Listed records>
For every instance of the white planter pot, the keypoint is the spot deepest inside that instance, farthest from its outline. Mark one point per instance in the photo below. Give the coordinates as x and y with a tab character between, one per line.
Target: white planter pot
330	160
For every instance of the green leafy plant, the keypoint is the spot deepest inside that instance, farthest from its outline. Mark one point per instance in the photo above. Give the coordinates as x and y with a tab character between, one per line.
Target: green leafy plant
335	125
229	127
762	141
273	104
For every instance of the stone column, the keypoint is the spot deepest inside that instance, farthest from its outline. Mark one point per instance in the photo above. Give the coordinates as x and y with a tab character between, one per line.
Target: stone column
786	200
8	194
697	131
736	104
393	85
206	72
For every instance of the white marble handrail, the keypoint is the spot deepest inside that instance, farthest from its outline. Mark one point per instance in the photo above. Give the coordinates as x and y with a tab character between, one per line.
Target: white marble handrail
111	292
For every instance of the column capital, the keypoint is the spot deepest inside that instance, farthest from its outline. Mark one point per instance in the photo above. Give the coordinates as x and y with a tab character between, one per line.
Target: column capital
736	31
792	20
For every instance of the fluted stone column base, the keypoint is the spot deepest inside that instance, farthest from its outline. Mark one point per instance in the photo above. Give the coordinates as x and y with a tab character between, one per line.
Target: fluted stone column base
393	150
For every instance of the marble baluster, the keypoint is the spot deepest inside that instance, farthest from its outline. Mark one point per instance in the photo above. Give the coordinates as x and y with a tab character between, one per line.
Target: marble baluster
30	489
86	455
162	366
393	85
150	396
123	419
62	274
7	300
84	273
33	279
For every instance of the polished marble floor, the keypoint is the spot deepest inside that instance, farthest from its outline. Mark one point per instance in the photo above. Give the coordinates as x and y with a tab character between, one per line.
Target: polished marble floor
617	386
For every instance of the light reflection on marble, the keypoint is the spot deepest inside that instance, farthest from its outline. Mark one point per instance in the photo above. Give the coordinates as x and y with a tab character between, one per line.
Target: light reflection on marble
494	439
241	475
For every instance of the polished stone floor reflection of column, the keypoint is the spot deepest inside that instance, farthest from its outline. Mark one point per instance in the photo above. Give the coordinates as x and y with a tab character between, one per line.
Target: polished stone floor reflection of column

Exercise brief> Copy every record shown above, exactly and completely.

Problem solution>
For every instance of the white planter pot, the keypoint is the spot deepest inside that instance, farthest from its outline. Mark one point per instance in the photo below. Give the coordinates as x and y with a tab character between, one per line.
Target: white planter pot
330	160
For every instance of the green leafy plant, the keypoint is the spot deepest inside that instance, farthest from its outline. Mark one point per instance in the photo above. Give the coordinates as x and y with a tab character between, one per line.
Target: green leafy plant
335	125
229	127
762	141
273	104
For every instance of the stone column, the keypoint is the spot deepest inside that instance, farthest from its outline. Mark one point per instance in the photo above. Give the coordinates as x and y with a tab character between, one per line.
Target: stone column
786	200
8	194
697	131
736	104
393	85
206	72
For every instance of the white marble handrail, the keypoint is the spot deepest inside that instance, farthest from its outline. Mark one point per instance in the photo above. Give the coordinates as x and y with a tab character between, one per line.
Target: white marble handrail
111	292
For every instance of the column capital, the keypoint is the spot deepest inside that instance, farthest from its outline. Mark one point per instance in the photo above. Give the coordinates as x and y with a tab character between, one per line.
Target: column capital
736	31
792	20
For every instance of the fluted stone column base, the keypoint is the spot deepest inside that instance, farthest from its outline. Mark one point per instance in the photo above. Give the coordinates as x and y with a tab character between, one per line.
Target: fluted stone column base
393	150
For every instance of the marble baluster, the keypoint is the spot deepest inside that instance, farthest from its outline. Mark one point per instance in the photo above. Give the coordinates as x and y with a tab character between, one per line.
Target: marble baluster
30	489
86	455
162	366
393	85
150	396
123	419
62	274
7	300
84	273
33	279
For every instance of the polished marble floor, the keypoint is the spot deepest inside that instance, farthest from its outline. Mark one point per instance in the photo above. Give the coordinates as x and y with a tab character between, one per line.
Target: polished marble floor
617	386
For every instance of the light reflection on marble, the keypoint is the spot deepest inside that instance, farthest from its outline. Mark one point per instance in the photo above. Give the coordinates as x and y with a tab character between, one per line.
Target: light reflection on marble
494	439
241	475
For every instance of the polished stone floor reflection of column, the keypoint is the spot deepest inside that instance, farthest from its outline. Mark one point per instance in the photo above. Give the coordinates as x and y with a tab character between, one per line.
Target: polished stone floor reflection of column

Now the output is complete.